> _THE TASK_
State how many lines in the records below contain the string "target", and give only the number.

> _GIVEN DATA_
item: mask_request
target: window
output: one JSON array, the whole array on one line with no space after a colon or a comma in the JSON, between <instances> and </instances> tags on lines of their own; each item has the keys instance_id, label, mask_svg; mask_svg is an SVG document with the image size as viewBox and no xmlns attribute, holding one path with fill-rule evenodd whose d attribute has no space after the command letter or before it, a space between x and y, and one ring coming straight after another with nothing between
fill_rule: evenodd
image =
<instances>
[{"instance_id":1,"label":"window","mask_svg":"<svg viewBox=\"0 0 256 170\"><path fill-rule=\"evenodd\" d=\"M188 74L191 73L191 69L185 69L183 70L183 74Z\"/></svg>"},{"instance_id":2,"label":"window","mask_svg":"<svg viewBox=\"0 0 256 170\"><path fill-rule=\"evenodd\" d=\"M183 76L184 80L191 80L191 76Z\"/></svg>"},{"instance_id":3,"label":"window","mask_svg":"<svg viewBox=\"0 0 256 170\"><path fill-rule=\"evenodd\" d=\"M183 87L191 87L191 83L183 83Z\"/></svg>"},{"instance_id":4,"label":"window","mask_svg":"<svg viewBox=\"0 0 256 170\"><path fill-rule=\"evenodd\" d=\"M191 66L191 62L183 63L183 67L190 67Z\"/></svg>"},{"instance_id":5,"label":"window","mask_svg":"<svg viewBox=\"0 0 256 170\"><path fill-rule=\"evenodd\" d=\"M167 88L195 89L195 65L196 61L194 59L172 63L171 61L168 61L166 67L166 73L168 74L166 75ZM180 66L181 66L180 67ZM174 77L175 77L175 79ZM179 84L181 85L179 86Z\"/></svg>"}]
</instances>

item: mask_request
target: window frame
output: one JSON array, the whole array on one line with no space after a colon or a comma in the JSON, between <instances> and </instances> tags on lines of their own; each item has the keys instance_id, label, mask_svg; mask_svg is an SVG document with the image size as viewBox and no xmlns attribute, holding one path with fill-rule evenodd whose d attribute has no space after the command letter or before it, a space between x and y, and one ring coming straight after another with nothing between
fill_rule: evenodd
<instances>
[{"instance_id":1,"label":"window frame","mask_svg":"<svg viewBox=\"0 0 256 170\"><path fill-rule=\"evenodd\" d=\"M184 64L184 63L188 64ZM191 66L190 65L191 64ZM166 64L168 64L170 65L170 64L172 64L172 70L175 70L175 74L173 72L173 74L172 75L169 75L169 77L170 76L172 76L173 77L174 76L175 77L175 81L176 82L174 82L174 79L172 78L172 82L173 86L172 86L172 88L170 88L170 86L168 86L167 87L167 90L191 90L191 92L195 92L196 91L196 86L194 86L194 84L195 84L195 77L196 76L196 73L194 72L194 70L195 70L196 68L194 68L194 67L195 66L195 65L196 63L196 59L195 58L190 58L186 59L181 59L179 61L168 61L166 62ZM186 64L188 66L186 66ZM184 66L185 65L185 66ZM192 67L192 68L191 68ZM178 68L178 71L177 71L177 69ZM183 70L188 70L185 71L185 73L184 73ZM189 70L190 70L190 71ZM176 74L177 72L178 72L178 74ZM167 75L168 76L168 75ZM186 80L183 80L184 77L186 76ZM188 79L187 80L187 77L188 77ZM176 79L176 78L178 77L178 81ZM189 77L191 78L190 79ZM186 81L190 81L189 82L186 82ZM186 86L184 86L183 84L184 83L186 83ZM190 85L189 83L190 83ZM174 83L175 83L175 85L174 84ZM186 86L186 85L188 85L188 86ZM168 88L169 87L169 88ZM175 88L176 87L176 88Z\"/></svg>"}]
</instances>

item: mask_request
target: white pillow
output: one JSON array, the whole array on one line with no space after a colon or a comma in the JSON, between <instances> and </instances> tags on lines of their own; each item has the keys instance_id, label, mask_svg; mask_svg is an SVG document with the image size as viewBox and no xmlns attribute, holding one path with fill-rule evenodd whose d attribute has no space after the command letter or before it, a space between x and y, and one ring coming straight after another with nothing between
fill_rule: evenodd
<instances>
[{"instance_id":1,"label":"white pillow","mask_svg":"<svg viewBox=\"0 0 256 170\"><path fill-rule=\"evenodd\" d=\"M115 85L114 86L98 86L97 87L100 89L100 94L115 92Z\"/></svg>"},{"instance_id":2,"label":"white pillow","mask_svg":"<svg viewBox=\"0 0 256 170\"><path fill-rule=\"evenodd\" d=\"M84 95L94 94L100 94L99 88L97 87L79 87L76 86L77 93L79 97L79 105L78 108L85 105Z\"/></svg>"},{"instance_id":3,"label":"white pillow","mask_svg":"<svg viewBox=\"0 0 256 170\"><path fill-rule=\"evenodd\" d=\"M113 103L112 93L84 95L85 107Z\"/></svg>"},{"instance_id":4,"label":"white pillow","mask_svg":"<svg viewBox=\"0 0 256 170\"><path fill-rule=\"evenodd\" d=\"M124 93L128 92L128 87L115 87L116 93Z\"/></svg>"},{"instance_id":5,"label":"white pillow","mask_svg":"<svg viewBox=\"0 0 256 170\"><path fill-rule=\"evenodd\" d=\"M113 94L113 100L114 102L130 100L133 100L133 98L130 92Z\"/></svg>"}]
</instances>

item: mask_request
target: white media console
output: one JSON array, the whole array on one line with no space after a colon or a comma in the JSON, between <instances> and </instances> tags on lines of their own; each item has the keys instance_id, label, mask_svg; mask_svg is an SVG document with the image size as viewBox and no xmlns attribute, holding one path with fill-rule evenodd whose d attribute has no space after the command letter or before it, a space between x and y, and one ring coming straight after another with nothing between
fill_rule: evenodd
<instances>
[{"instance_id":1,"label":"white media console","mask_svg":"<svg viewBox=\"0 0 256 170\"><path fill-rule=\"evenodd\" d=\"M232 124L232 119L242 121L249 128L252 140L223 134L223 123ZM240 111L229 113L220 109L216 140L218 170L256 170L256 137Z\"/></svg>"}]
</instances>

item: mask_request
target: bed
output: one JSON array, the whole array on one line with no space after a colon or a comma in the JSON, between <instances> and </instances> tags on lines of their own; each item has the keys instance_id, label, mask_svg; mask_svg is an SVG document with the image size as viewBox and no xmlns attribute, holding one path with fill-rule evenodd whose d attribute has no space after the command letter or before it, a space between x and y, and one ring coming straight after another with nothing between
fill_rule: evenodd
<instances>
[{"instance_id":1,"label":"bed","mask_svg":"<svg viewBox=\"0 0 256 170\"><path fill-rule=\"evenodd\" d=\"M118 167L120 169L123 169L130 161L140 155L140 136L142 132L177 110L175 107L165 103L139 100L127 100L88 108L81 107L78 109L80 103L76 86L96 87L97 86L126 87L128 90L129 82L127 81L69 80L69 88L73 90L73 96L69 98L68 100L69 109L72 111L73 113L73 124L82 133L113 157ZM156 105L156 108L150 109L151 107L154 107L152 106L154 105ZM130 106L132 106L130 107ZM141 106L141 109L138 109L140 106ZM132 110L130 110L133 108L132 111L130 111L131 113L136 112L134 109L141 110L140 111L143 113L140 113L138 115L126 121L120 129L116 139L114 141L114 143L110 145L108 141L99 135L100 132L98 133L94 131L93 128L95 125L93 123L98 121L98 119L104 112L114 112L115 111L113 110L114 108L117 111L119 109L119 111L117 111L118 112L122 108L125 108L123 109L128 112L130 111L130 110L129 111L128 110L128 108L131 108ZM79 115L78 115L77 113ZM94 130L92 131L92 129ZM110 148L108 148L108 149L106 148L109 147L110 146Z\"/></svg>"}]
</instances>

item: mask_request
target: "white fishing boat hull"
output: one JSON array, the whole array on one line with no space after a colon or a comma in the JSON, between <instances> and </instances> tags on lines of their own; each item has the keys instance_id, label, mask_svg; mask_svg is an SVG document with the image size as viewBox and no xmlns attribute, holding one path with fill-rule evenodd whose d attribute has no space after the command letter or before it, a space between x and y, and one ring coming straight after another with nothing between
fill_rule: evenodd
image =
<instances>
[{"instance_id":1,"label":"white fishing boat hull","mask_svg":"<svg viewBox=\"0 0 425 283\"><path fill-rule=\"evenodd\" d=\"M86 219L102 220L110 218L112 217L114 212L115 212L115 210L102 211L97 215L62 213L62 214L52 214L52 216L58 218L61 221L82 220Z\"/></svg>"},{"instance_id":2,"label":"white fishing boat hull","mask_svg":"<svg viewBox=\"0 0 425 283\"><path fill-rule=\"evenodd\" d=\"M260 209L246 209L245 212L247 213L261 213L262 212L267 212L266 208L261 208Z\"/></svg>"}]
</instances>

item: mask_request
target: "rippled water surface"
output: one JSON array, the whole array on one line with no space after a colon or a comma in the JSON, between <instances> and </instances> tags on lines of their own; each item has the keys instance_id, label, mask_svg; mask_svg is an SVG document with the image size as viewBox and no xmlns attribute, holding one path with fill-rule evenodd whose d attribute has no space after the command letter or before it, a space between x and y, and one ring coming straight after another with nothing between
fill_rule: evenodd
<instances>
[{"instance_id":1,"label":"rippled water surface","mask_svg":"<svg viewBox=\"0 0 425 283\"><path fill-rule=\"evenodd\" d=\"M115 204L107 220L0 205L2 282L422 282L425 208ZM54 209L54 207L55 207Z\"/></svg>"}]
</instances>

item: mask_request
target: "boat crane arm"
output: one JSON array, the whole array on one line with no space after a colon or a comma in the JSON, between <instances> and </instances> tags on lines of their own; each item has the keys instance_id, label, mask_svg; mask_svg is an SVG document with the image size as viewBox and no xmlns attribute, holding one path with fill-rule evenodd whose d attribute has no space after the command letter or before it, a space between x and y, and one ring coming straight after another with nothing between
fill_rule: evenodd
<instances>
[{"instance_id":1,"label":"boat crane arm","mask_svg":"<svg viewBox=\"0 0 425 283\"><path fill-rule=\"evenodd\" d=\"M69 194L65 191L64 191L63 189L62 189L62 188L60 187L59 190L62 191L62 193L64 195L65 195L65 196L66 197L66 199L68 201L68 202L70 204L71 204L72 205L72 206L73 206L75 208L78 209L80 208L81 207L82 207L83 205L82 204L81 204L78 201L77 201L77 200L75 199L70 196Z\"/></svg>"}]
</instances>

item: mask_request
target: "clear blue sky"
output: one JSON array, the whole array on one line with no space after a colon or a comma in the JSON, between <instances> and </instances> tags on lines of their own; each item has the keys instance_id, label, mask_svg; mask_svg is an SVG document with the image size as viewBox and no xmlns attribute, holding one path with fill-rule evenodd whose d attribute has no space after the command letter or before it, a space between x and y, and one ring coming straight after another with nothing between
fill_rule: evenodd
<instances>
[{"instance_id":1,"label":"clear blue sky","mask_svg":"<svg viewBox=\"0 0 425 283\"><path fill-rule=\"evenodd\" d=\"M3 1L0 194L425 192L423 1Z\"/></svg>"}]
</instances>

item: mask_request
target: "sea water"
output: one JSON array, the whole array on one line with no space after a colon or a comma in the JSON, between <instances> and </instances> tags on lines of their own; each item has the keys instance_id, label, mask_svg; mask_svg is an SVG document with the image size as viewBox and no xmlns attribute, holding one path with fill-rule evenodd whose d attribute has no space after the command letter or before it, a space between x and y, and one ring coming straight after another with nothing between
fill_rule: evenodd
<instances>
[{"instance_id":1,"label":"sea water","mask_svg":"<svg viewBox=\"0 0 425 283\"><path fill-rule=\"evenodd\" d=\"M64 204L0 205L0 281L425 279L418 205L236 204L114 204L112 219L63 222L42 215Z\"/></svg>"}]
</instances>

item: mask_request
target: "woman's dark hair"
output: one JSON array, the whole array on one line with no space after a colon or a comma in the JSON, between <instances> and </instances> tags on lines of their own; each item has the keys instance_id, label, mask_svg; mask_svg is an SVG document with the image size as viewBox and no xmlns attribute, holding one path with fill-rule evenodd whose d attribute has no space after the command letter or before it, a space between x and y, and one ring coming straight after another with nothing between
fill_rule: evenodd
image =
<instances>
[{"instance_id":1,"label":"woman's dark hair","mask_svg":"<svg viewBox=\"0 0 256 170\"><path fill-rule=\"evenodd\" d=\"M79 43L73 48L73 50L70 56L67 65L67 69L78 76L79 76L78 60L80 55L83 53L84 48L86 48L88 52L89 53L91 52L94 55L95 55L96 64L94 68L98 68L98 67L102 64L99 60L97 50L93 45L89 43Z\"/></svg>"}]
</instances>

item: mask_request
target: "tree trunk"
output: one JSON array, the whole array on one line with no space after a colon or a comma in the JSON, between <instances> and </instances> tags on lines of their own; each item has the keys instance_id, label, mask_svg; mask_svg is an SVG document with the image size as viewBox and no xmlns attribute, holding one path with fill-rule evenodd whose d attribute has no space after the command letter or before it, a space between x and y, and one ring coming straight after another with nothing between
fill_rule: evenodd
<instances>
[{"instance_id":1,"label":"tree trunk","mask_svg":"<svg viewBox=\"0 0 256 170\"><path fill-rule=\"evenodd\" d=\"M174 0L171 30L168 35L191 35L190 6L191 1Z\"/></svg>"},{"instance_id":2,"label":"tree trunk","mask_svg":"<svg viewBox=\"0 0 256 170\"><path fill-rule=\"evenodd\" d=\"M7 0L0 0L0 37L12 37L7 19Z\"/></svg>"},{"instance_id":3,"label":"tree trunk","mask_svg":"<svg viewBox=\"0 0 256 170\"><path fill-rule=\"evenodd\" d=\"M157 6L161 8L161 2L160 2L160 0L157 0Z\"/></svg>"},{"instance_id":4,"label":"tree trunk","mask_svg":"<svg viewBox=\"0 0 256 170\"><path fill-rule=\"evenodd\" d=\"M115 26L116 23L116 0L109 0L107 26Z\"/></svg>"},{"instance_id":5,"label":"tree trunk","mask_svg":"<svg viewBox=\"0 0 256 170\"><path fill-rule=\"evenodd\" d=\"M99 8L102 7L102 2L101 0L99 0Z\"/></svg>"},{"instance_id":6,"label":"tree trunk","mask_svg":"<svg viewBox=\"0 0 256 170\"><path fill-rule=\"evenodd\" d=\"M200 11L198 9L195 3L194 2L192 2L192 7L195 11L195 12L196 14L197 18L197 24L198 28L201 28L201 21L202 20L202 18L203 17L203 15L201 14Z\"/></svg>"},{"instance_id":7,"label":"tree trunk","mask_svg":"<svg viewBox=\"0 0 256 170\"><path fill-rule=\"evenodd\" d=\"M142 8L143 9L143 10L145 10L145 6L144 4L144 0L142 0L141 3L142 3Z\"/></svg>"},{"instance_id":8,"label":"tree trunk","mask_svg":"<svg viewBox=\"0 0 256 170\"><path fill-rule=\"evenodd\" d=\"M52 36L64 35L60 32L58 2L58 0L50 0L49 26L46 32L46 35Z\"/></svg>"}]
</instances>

> _SOLUTION FOR THIS PROBLEM_
12